[Saved data entries]
* * *
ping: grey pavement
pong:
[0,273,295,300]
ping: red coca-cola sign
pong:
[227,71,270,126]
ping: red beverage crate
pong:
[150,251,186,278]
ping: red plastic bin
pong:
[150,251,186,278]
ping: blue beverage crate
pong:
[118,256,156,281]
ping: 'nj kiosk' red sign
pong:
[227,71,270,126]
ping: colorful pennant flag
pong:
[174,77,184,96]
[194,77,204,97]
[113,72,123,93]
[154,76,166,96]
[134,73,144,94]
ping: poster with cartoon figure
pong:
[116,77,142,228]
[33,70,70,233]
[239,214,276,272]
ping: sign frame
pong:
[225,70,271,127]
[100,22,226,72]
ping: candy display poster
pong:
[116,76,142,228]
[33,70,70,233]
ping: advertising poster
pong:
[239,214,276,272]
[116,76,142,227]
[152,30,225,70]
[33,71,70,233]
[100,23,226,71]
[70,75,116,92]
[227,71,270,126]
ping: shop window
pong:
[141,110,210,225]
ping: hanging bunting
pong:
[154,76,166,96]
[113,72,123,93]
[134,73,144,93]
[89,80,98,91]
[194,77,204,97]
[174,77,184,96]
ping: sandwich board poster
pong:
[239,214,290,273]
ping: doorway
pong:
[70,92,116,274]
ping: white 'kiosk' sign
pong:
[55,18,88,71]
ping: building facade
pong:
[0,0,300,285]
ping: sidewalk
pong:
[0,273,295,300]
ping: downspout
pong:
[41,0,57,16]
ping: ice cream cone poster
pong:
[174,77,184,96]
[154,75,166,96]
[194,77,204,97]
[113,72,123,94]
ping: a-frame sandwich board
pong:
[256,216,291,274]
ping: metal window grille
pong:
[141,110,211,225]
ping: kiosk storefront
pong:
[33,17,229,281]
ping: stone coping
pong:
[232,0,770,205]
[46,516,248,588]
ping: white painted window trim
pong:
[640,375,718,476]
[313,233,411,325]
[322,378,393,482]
* * *
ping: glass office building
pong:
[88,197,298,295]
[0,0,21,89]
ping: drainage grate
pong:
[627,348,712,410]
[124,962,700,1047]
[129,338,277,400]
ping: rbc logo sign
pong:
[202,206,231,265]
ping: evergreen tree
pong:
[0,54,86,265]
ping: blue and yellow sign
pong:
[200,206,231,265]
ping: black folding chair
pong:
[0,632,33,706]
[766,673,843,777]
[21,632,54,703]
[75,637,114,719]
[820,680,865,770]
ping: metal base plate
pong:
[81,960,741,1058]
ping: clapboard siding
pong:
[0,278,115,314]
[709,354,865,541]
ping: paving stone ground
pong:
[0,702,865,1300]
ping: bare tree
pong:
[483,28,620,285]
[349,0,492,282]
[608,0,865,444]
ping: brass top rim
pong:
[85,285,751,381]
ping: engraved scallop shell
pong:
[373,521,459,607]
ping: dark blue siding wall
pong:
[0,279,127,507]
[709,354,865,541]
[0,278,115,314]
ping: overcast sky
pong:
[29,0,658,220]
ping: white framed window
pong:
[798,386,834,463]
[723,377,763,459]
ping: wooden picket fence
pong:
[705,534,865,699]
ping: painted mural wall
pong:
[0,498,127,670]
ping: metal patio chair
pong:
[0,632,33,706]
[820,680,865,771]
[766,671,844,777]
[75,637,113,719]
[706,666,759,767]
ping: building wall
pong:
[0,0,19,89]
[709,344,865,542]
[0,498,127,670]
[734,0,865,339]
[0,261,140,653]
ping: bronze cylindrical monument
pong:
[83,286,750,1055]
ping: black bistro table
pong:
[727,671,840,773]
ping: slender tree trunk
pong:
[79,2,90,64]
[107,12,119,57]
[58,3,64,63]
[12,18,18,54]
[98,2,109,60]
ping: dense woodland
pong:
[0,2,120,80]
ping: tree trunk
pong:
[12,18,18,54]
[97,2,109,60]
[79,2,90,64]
* * *
Copy the part of the lines above that opens with the line containing "ping: engraved scallop shell" and closes with the line containing "[705,534,865,699]". Include both of those lines and change nothing.

ping: engraved scallop shell
pong:
[373,521,459,607]
ping: dark blue siding wall
pong:
[0,279,127,507]
[709,354,865,541]
[0,278,115,314]
ping: overcast sky
pong:
[29,0,658,220]
ping: white framed window
pong:
[798,386,834,463]
[723,377,763,459]
ping: wooden picket fence
pong:
[705,534,865,699]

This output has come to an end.